Exercise requirements
Using the data below, copy every line that contains the word "coordinates".

Source records
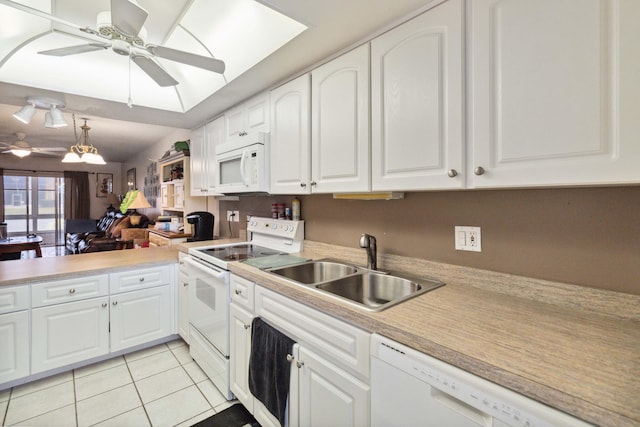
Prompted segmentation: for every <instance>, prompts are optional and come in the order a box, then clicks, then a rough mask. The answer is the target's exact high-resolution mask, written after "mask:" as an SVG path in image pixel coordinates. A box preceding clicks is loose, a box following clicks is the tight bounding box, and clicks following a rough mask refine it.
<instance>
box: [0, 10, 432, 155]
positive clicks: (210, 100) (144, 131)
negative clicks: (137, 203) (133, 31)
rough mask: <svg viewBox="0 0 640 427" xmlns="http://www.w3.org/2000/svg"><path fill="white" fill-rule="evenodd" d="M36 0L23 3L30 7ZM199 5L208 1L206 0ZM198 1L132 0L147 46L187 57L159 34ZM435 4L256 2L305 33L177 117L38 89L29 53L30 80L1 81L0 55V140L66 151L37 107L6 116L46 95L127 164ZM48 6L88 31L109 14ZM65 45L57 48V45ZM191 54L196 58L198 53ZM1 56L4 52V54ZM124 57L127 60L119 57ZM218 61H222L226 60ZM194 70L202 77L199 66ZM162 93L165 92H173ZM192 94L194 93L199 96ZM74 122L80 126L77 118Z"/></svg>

* * *

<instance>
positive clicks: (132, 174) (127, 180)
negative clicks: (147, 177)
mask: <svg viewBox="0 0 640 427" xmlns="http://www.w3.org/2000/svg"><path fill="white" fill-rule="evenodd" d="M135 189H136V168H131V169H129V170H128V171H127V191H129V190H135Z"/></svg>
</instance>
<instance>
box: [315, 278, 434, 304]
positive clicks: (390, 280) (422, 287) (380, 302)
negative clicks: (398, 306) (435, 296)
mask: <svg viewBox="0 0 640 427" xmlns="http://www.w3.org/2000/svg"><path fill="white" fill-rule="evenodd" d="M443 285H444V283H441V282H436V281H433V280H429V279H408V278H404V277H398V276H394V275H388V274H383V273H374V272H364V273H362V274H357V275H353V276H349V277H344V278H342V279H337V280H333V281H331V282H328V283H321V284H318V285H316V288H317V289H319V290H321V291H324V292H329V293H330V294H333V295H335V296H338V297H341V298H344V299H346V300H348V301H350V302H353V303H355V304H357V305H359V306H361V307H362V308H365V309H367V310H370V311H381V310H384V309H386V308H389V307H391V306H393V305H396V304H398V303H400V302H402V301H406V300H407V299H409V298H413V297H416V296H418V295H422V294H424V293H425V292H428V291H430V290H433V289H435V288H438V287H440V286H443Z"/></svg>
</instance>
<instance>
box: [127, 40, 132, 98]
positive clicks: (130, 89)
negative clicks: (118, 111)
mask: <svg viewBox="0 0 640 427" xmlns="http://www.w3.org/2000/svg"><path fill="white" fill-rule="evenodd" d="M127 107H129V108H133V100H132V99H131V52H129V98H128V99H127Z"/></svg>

--

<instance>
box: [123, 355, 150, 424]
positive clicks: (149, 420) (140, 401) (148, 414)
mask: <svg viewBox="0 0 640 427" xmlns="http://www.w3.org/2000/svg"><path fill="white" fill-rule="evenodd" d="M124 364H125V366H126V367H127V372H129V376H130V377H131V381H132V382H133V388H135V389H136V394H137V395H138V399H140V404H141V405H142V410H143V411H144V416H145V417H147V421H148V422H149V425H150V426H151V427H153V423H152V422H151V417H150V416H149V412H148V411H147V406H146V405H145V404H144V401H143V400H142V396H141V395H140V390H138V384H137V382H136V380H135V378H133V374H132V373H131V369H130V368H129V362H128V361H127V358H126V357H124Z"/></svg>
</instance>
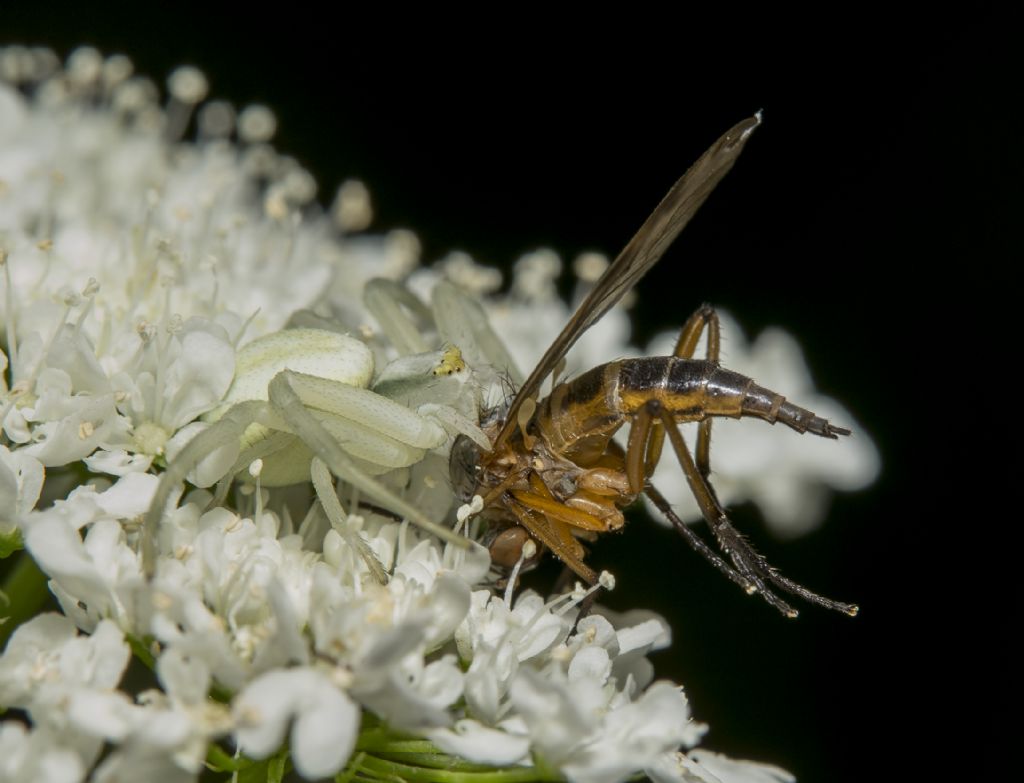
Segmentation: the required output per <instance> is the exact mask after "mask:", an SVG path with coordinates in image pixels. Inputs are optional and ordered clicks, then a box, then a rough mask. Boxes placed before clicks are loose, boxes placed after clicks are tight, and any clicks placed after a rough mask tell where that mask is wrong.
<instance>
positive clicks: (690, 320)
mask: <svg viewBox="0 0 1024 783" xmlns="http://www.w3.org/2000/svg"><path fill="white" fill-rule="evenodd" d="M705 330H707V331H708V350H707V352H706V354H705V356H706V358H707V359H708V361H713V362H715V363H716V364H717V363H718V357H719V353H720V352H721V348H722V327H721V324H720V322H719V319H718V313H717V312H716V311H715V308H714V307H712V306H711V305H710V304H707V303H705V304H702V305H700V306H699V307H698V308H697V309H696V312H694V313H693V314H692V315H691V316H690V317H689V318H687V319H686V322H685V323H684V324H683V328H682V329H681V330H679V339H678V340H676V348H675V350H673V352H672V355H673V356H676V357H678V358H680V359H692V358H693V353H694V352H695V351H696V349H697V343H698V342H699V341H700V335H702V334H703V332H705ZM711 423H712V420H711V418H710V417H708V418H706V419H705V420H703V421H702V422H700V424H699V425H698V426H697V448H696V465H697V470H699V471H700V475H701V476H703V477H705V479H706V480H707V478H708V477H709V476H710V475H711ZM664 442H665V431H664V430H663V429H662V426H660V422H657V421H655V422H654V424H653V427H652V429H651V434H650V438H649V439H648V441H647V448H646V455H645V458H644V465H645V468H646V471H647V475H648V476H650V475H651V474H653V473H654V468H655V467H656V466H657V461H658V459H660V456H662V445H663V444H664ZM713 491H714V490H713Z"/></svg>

Answer to this exercise
Prompted segmentation: for every <instance>, prompts are optional and come in the order a box, then clicks, then a rough mask. The answer is the target's exact high-resolution mask, written after "mask:" as an SVG path in image pixel coordinates. A box preceding clicks is loose, a box following clicks is the tight bounding box, and clicks following a rough mask refine it.
Segmentation: the required output per <instance> is the exact mask after "mask:", an SVG path with coordinates in image pixels. Inputs are optional and ordered clicks, then a box, then a rough mask. Boxes placed before clicks are loose, boxes placed after clicks are tight, and any clicks placed after a rough mask tell where that mask is wrong.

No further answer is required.